(Text passage):

Jerry’s groundbreaking scholarship is widely recognized. What is not as well known is what a truly incredible teacher he was. I was fortunate enough to TA for him twice while in graduate school, and the way he could bring Kant (and other difficult authors) alive for undergraduates was nothing short of amazing.

Paul Guyer
Paul Guyer
1 month ago

Jerry Schneewind was a great scholar and a wonderful human being. His two big books, on Sidgwick and on the background to Kant’s moral philosophy, are landmarks that have endured for decades and are unlikely to be surpassed any time soon. His service to the profession and to academia, including a stint as Provost at Hunter College, CUNY, was extensive. He was one of the people who hired me for my first job, and even though we then overlapped for only two years at Pitt he always encouraged my work, and became a lifelong friend. Both in Pittsburgh and Baltimore, he and his wife Elizabeth opened their home to friends and colleagues in a way that is now rare. His devotion to his family was unlimited. We last saw him at the memorial for John Cooper last summer — with other deaths this past year, a generation of great philosophical scholars is passing on.

Nate Bowditch
Nate Bowditch
1 month ago

Jerry was, indeed, a great scholar and incredible teacher. He was also, for me and many others, a wonderful mentor. He modeled discipline, rigor, and intensity, but he also radiated love for a life well lived. He was demanding but generous. More than once I left his office intellectually bruised; never did I leave hopeless. And he knew his students—in ways, often better than we knew ourselves. I’m sure my academic journey was unsurprising, possibly predictable, from where Jerry was sitting. I’m lucky enough to own a hand-me-down print of a Rothko that Jerry had on his wall in Gilman Hall. It’s been on my office wall since the day I started my first full-time academic job. It will remain there.

Daniel Callcut
Daniel Callcut
1 month ago

I enjoyed many fascinating conversations with Jerry about the history of ethics. His range of knowledge was extraordinary. There is an excellent volume of essays inspired by Jerry’s work called New Essays on the History of Autonomy edited by Natalie Brender and Larry Krasnoff.

Susan Wolf
Susan Wolf
1 month ago

Jerry brought me to Hopkins when I was denied tenure at U. Maryland, saving me from a bottomless pit of self-doubt. Though it was hard not to be intimidated by his wisdom and his scholarship, he was unfailingly supportive and warm. He was a model scholar-citizen, a wonderful father, husband, and friend, and altogether exceptional human being.

(Information given):
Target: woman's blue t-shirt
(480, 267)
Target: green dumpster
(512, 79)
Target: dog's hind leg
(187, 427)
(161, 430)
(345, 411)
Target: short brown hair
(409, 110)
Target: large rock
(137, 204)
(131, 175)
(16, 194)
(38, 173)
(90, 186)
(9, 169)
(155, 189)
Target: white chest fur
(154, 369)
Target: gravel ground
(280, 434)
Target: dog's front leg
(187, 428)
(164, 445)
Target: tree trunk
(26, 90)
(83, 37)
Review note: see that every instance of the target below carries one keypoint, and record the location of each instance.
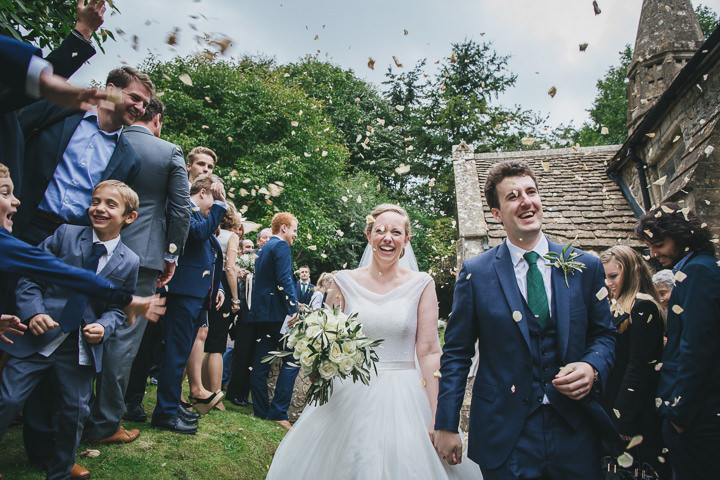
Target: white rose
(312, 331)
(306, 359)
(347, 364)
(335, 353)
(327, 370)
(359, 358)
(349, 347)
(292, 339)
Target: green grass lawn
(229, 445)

==

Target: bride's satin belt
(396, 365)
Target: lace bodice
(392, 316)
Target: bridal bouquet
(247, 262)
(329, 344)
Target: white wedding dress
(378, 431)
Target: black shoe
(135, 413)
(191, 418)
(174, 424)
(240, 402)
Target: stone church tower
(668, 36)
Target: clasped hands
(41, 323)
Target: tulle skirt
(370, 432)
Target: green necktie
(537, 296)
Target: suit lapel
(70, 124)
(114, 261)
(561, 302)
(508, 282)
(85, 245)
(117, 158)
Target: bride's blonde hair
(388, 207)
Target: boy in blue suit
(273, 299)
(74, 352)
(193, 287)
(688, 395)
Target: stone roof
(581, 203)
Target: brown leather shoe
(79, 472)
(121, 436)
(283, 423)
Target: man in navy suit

(Do this):
Reproduce everything in the tribute comments from "Jerry’s groundbreaking scholarship" down to "short of amazing.". None of the entries have any connection to the tribute comments.

(Completed task):
Jerry’s groundbreaking scholarship is widely recognized. What is not as well known is what a truly incredible teacher he was. I was fortunate enough to TA for him twice while in graduate school, and the way he could bring Kant (and other difficult authors) alive for undergraduates was nothing short of amazing.